Direction A. In the discussion of linear combinations in mathlib, why does Mario Carneiro consider finsupp the mathematically correct representation? Answer in one to three sentences.
Direction B. Summarize the discussion of linear combinations in mathlib in three sentences.
Direction C. Pick up the discussion of linear combinations in mathlib after its last message, and write the next few messages.

Johan Commelin (Oct 31 2020 at 18:00):

I think linear combinations need some love. I don't know exactly what, but whatever we have at the moment in mathlib is just not very intuitive to use.

Johan Commelin (Oct 31 2020 at 18:01):

But I don't have the time to experiment with this.

Johan Commelin (Oct 31 2020 at 18:01):

Probably it's not something that you get right at the first attempt. So maybe we just need several people to try things out. And hopefully it will converge to something useful.

Filippo A. E. Nuccio (Oct 31 2020 at 18:02):

I see. I will write down something for the above result, then, and we'll see if it is somehow useful.

Filippo A. E. Nuccio (Oct 31 2020 at 18:02):

At any rate, my impression with @Adam Topaz 's file is that it was useful and very nice. Yet (unless I misread it) it still does not immediately contain the result about products of sub-modules that I was referring to.

Adam Topaz (Oct 31 2020 at 18:03):

Personally I think defining linear combinations as lists (as in the above file) is very intuitive

Mario Carneiro (Oct 31 2020 at 18:05):

Johan Commelin said:

I think linear combinations need some love. I don't know exactly what, but whatever we have at the moment in mathlib is just not very intuitive to use.

As one of the authors of this part of the library I would be interested to know what the pain points are

Mario Carneiro (Oct 31 2020 at 18:06):

I think that finsupp is actually the mathematically correct way to represent the type of linear combinations, because unlike lists they have the right equality relation

Adam Topaz (Oct 31 2020 at 18:07):

how would you represent a linear combination where two of the vectors are the same?

Mario Carneiro (Oct 31 2020 at 18:08):

{v1 * (a - b)}?

Mario Carneiro (Oct 31 2020 at 18:09):

You can always express a linear combination as (l.map (\lam (vi, ai), finsupp.single vi ai)).sum where l is a list of vectors and coefficients that is not necessarily injective in the vi

Mario Carneiro (Oct 31 2020 at 18:10):

the summing of finsupps handles the job of putting all the coefficients of some fixed v into the same bucket

Adam Topaz (Oct 31 2020 at 18:11):

Okay. That's one point that's not intuitive for me.

Adam Topaz (Oct 31 2020 at 18:11):

Of course, I agree this can be done with finsupp, but I think representing them as lists is much closer to what I think of as a linear combination mathematically.

Mario Carneiro (Oct 31 2020 at 18:12):

The finsupp is just the normal form

Mario Carneiro (Oct 31 2020 at 18:12):

just like how polynomial only represents the polynomials in normal form

Filippo A. E. Nuccio (Oct 31 2020 at 18:12):

In particular, as a mathematician, the set over which I sum is often "irrelevant". I fully appreciate that it cannot be really irrelevant, but my impression is that this aspect plays a major role in finsupp.

Given entries.
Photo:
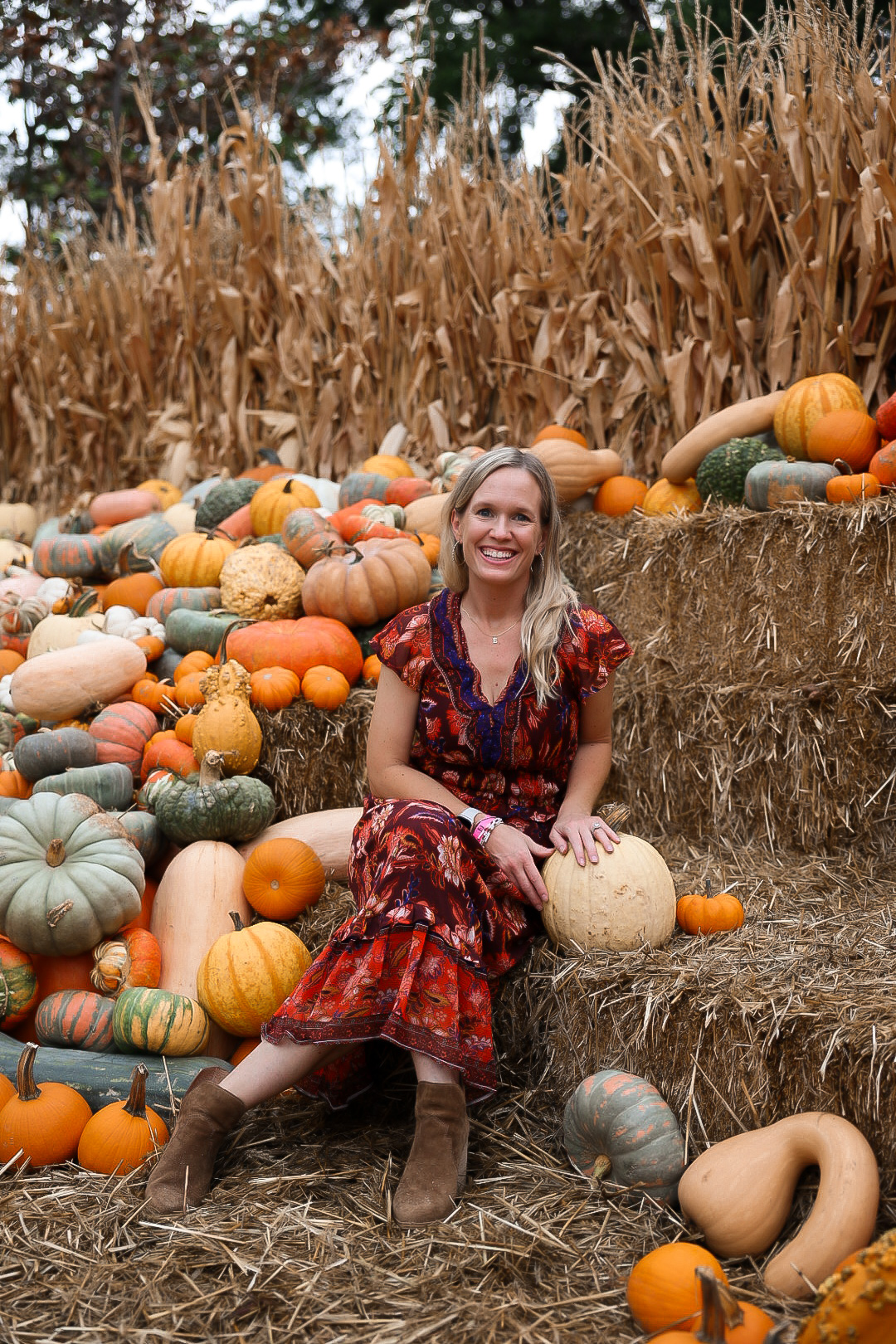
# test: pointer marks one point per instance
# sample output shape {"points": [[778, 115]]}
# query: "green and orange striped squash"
{"points": [[158, 1022], [75, 1019], [121, 733]]}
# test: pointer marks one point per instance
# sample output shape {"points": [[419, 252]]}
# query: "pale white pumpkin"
{"points": [[625, 899]]}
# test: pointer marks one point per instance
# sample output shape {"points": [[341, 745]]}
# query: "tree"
{"points": [[71, 71]]}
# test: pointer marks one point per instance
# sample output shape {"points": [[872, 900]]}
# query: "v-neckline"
{"points": [[464, 652]]}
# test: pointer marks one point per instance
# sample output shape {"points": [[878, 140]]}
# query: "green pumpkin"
{"points": [[158, 1022], [69, 875], [724, 470], [772, 485], [206, 806], [190, 631], [362, 485], [223, 500], [134, 546], [618, 1124], [112, 785]]}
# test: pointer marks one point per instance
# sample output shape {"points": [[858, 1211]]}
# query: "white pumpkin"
{"points": [[63, 683], [625, 899]]}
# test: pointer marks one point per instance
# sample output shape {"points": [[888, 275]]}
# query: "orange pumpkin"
{"points": [[665, 498], [371, 670], [275, 689], [132, 590], [850, 436], [663, 1291], [123, 1135], [282, 878], [852, 488], [620, 494], [41, 1125], [325, 687], [883, 465], [195, 661]]}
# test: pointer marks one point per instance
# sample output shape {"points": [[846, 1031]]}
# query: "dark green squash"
{"points": [[105, 1077], [42, 754], [206, 806], [110, 785], [618, 1124]]}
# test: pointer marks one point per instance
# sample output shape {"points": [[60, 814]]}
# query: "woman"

Written reply A. He considers finsupp the correct representation because, unlike lists, finsupps have the right equality relation.

Written reply B. Johan Commelin finds mathlib's current linear combinations unintuitive and suggests that several people experiment until something useful emerges. Adam Topaz finds the list-based definition intuitive, while Mario Carneiro argues that finsupp is correct because it has the right equality relation, acts as a normal form, and collects repeated vectors' coefficients into one bucket when summed. Filippo A. E. Nuccio adds that, for a mathematician, the set being summed over often feels irrelevant, yet this aspect plays a major role in finsupp.

Written reply C.
Mario Carneiro (Oct 31 2020 at 18:12):

if you have a list, you can sum the list

Adam Topaz (Oct 31 2020 at 18:13):

But two polynomials are equal if and only if their coefficients are the same, and this is not true for the finsupp representation of linear combinations

Mario Carneiro (Oct 31 2020 at 18:13):

it is

Adam Topaz (Oct 31 2020 at 18:13):

Why is 1 * v + 0 * v the same as 1 * v ?

Adam Topaz (Oct 31 2020 at 18:14):

one is a linear combination of two vectors, and the other is a linear combination of one vector

Mario Carneiro (Oct 31 2020 at 18:14):

Okay we're clearly having a miscommunication then

Adam Topaz (Oct 31 2020 at 18:14):

probably :)

Mario Carneiro (Oct 31 2020 at 18:14):

that's not a linear combination of two vectors

Mario Carneiro (Oct 31 2020 at 18:15):

that's a linear combination of one vector

Adam Topaz (Oct 31 2020 at 18:15):

Oh, I would say it's a linear comb of two vectors which just so happen to be the same

Mario Carneiro (Oct 31 2020 at 18:15):

The thing is, the finsupp allows you to pick a more abstract notion of indexing type than just the vectors themselves

Mario Carneiro (Oct 31 2020 at 18:16):

In fact, this was a problem in the early versions of the linalg library that needed a major refactor

Adam Topaz (Oct 31 2020 at 18:16):

Oh, I thought you were identifying linear combinations with funsupp functions from the module to the ring

Filippo A. E. Nuccio (Oct 31 2020 at 18:16):

So did I.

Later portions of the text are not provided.